**EXTRACT**
John Schreiber
Partner
Chair, Los Angeles Litigation Practice
Chair of Winston & Strawn’s Los Angeles Litigation Practice, John is consistently recognized by legal directories—including Chambers USA, Legal 500 US, and Benchmark Litigation US—as “a wonderfully talented advocate” (Chambers USA) with “excellent courtroom judgment” (The Legal 500 US) and “credibility with judges” (Law360). Clients describe him as “a brilliant lawyer with a wonderful personality” who "is pragmatic," "commercially savvy," and “has a great ability to communicate with public board members." (Chambers USA).
Key Matters
Some of the experience represented below may have been handled at a previous firm.
John’s current and recent representative experience includes the following:
- Leading a team that recently secured a unanimous victory before the U.S. Supreme Court in a federal securities class action against Macquarie Infrastructure Corporation (MIC) and its former officers and directors. In resolving a circuit split, the Supreme Court ruled that a corporation's failure to disclose certain information purportedly required by SEC regulations, absent any affirmative statement that would make such silence misleading, cannot itself be the basis of a private securities fraud claim under Section 10(b) of the Securities Exchange Act of 1934 and Rule 10b-5 promulgated thereunder.
- Led a team that secured the dismissal with prejudice of a consolidated federal securities class action against Semiconductor Manufacturing International Corporation (SMIC) – China’s largest chipmaker. The case — which was filed in the Central District of California — arose out of the Trump administration’s so-called “blacklisting” of SMIC in late 2020. The dismissal of the case in its entirety was recently affirmed by the U.S. Court of Appeals for the Ninth Circuit, following oral argument.

**DATASET CONTENT**

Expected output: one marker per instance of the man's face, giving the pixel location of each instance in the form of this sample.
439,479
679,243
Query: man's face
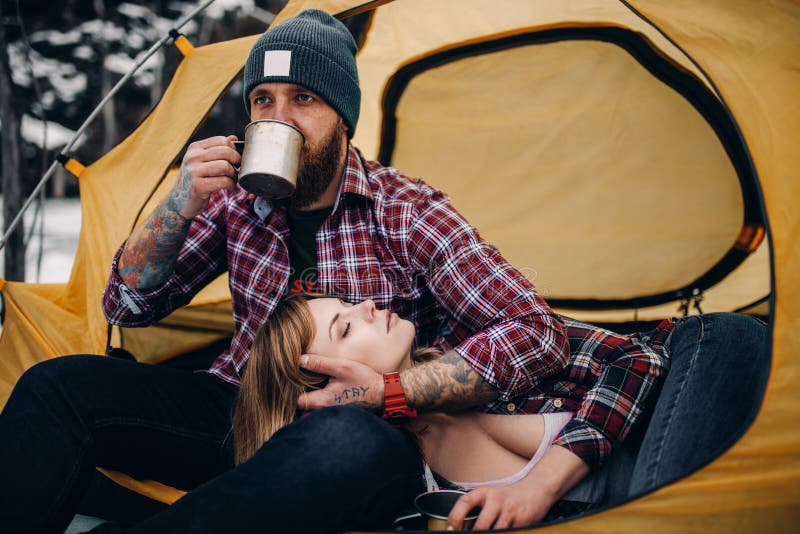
324,131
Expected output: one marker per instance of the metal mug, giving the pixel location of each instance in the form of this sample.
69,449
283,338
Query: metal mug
436,506
270,158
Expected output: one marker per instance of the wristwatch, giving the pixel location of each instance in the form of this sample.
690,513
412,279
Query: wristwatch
395,405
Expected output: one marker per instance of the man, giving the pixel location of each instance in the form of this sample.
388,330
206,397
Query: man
353,229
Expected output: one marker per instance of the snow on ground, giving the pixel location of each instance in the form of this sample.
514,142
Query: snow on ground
62,222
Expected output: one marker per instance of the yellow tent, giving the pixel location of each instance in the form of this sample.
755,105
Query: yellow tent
629,157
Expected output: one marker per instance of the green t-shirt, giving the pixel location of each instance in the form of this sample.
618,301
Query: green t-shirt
303,226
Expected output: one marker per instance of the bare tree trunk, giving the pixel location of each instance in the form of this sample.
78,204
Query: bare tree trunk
14,251
109,114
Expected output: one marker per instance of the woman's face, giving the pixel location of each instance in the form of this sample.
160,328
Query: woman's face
361,332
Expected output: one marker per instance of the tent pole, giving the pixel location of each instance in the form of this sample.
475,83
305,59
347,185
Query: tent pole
141,61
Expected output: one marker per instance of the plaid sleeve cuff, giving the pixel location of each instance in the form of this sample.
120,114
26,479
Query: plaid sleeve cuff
588,443
126,306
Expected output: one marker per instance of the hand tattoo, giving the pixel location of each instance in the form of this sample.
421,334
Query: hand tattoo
350,393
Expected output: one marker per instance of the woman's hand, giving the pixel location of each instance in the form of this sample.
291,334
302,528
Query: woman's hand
350,383
526,501
502,507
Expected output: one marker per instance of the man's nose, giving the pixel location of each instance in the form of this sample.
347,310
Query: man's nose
281,111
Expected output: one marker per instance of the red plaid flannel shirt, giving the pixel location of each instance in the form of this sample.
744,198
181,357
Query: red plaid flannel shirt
389,238
609,383
401,243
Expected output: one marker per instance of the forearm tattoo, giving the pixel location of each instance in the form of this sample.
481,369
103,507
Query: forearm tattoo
446,384
150,254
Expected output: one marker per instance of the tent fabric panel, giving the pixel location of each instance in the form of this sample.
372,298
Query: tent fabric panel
381,56
140,162
189,328
29,335
745,285
757,70
596,157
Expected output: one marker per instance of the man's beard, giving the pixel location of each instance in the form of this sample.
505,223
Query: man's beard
318,169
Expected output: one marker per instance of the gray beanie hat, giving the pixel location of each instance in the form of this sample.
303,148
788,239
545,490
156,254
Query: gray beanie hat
314,50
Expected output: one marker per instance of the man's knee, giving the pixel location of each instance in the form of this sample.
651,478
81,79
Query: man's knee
52,380
352,436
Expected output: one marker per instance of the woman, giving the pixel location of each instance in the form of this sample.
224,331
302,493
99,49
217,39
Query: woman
469,449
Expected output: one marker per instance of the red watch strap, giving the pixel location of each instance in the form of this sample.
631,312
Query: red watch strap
395,405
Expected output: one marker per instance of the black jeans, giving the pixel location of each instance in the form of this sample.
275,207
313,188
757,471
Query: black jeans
336,469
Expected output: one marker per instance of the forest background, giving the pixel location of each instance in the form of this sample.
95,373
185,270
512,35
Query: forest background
59,58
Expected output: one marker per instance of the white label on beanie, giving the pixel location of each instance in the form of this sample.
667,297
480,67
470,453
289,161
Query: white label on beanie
277,62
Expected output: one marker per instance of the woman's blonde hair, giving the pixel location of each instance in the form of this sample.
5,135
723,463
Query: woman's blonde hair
273,379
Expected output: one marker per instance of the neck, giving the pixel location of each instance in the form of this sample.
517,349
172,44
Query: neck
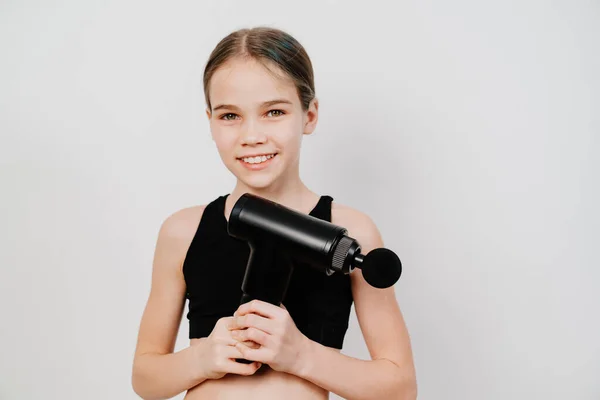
290,192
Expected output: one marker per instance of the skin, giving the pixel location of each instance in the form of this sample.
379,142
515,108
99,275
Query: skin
245,120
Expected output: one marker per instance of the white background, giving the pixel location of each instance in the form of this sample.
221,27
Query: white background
468,130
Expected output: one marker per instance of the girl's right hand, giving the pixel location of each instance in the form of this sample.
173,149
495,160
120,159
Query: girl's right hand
216,354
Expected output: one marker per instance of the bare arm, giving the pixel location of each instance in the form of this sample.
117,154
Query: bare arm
390,374
158,373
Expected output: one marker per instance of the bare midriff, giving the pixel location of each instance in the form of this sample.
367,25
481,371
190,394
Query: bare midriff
266,383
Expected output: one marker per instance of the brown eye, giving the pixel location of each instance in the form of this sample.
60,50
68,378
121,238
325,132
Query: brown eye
275,113
228,116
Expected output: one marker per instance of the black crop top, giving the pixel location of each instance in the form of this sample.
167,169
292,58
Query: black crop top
214,269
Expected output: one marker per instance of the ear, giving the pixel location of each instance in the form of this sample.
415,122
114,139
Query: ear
311,117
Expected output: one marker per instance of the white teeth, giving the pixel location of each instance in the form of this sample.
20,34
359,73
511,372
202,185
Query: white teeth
257,159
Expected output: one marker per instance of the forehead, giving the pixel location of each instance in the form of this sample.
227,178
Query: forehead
246,82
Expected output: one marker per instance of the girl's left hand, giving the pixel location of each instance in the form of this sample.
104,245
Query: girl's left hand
280,344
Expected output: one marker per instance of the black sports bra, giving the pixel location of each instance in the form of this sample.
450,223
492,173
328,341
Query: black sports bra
214,269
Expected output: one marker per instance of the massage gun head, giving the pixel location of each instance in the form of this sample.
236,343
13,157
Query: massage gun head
321,244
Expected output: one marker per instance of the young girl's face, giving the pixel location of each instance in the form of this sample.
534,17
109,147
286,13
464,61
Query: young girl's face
257,121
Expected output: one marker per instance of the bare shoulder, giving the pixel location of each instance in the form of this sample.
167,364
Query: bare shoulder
360,225
182,224
177,232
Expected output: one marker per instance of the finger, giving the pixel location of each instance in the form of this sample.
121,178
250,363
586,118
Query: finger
252,334
249,343
259,307
243,369
252,321
259,355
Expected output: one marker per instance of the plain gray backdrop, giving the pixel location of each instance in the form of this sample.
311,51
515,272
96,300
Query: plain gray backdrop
467,130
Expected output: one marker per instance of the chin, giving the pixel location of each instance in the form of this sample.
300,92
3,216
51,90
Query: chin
257,182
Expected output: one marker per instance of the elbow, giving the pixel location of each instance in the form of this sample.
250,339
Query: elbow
406,387
140,386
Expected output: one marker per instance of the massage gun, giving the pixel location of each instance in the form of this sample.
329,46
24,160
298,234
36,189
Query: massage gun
280,237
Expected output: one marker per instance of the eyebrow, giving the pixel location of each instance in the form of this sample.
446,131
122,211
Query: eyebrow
265,104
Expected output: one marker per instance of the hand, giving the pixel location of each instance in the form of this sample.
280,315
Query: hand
281,345
217,354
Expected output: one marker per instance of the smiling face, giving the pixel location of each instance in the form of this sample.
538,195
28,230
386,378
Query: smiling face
257,121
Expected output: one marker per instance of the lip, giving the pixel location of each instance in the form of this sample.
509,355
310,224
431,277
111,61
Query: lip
259,166
256,155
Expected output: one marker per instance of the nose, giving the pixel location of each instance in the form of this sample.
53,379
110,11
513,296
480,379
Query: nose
252,134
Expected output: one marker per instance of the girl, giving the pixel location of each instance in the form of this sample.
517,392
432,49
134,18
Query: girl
260,98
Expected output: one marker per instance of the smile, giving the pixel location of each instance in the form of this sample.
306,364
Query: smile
258,159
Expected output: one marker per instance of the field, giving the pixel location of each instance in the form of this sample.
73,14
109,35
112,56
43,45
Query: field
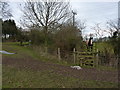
28,69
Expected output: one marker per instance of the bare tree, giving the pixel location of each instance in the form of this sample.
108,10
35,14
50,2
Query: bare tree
45,14
99,32
5,10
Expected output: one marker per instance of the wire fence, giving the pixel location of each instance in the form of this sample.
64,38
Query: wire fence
71,57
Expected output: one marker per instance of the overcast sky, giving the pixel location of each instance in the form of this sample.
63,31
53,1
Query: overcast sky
92,12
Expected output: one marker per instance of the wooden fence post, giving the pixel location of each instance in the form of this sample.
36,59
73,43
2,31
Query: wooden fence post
59,57
74,54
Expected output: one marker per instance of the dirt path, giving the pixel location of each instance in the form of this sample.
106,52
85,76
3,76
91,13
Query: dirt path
83,74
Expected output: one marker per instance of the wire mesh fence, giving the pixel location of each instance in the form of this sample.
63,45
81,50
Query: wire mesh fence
72,57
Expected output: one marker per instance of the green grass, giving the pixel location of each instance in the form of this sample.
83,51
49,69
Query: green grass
27,51
19,78
15,78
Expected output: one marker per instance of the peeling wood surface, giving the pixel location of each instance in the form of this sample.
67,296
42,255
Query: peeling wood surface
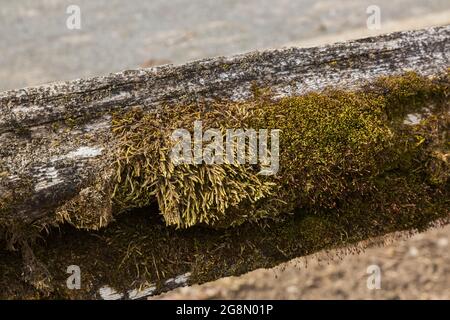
55,138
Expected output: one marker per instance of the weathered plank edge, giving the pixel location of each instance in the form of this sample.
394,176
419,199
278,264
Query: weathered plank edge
56,164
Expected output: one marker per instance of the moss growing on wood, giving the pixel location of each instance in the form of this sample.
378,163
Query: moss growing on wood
334,145
350,170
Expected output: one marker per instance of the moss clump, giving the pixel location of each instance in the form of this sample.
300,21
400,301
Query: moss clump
350,170
187,194
335,146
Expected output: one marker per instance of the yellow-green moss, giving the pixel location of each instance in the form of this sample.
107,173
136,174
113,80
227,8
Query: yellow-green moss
334,144
350,170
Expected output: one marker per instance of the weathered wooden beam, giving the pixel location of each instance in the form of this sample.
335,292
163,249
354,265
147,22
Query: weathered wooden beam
55,138
56,142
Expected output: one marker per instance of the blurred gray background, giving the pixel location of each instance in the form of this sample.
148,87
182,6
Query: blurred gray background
37,47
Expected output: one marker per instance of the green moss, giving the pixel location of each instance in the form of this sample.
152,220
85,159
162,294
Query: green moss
334,144
350,170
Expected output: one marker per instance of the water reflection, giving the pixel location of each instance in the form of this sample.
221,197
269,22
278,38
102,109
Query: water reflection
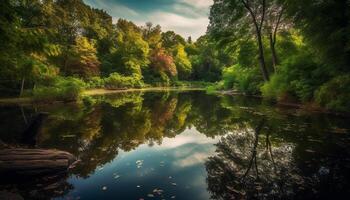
260,152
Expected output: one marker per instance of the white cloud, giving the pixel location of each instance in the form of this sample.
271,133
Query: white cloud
198,3
182,25
114,9
185,17
188,136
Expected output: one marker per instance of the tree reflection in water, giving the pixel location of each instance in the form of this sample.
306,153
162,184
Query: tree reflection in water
248,165
264,152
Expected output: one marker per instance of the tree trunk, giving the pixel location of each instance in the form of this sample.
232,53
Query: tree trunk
262,57
22,87
34,162
274,54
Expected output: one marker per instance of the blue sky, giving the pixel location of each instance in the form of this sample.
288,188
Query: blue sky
185,17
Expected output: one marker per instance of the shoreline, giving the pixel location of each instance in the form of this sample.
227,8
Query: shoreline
285,104
93,92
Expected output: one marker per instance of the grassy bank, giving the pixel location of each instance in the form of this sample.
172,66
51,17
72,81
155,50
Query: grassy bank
90,92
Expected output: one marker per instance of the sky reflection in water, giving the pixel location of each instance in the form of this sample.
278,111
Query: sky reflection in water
187,145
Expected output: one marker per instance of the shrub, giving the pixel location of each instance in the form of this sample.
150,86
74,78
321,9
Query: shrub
335,94
61,89
96,82
116,81
246,80
298,77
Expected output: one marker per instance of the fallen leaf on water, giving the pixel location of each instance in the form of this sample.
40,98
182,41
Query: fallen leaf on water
150,195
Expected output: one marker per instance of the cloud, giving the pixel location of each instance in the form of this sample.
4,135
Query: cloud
185,17
198,3
114,9
182,25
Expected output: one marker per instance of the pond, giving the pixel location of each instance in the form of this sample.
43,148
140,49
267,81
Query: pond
184,145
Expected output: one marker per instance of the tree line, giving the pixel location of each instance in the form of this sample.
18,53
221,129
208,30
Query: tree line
286,50
51,47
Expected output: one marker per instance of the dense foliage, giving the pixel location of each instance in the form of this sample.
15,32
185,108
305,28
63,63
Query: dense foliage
286,50
46,40
301,48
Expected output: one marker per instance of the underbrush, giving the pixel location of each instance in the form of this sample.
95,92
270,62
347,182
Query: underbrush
59,89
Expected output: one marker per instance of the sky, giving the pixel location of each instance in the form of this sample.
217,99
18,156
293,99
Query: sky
185,17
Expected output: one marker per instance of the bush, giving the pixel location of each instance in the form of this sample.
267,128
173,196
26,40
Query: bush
335,94
61,89
116,81
96,82
298,77
246,80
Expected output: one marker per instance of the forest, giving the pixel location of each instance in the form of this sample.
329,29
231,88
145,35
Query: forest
284,50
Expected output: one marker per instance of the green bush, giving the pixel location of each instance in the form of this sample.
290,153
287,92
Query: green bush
96,82
246,80
117,81
335,94
298,77
61,89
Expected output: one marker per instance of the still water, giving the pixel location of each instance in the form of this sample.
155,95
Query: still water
185,145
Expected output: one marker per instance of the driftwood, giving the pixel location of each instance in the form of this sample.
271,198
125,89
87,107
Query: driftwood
29,136
31,162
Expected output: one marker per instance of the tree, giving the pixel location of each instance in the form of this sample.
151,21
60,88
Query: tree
182,62
132,51
274,22
170,39
162,62
84,61
152,35
241,14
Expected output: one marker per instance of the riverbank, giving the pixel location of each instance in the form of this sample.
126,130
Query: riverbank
310,107
95,92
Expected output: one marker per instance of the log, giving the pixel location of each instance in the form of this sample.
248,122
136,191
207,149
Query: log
34,161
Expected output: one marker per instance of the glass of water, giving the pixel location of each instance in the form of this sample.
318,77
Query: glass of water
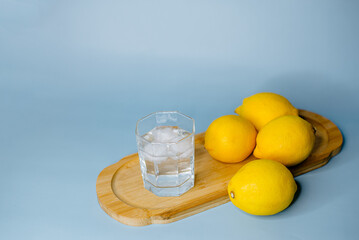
165,142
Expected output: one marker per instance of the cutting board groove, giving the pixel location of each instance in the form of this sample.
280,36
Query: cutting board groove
121,194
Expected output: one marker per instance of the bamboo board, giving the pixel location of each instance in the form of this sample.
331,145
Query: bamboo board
121,193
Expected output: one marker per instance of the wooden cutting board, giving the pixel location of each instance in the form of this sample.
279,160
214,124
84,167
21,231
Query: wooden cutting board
121,193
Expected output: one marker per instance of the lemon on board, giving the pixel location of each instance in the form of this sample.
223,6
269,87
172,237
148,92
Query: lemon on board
262,187
287,139
230,138
263,107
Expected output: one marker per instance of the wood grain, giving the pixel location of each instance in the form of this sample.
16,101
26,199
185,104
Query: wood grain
121,193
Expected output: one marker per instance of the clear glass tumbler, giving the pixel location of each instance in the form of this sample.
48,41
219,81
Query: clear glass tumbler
165,142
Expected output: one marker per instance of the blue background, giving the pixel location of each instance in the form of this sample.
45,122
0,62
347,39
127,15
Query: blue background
76,75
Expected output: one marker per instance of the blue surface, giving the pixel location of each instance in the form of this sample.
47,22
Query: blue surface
76,75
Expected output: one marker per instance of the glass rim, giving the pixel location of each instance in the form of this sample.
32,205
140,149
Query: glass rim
163,112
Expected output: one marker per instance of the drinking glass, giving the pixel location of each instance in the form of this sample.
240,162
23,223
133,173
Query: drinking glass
165,142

**INSTRUCTION 1**
Summarize the profile in two sentences.
**INSTRUCTION 2**
From the profile, extract word for word the passage that runs from "John Schreiber" up to and including "a previous firm.".

**WRITTEN SOLUTION 1**
John Schreiber, a partner who chairs Winston & Strawn's Los Angeles Litigation Practice, is consistently recognized by legal directories and praised by clients as a talented, pragmatic advocate. His representative experience includes leading a team to a unanimous U.S. Supreme Court victory in a federal securities class action against Macquarie Infrastructure Corporation, and securing the dismissal with prejudice of a consolidated federal securities class action against SMIC, which the Ninth Circuit affirmed.

**WRITTEN SOLUTION 2**
John Schreiber
Partner
Chair, Los Angeles Litigation Practice
Chair of Winston & Strawn’s Los Angeles Litigation Practice, John is consistently recognized by legal directories—including Chambers USA, Legal 500 US, and Benchmark Litigation US—as “a wonderfully talented advocate” (Chambers USA) with “excellent courtroom judgment” (The Legal 500 US) and “credibility with judges” (Law360). Clients describe him as “a brilliant lawyer with a wonderful personality” who "is pragmatic," "commercially savvy," and “has a great ability to communicate with public board members." (Chambers USA).
Key Matters
Some of the experience represented below may have been handled at a previous firm.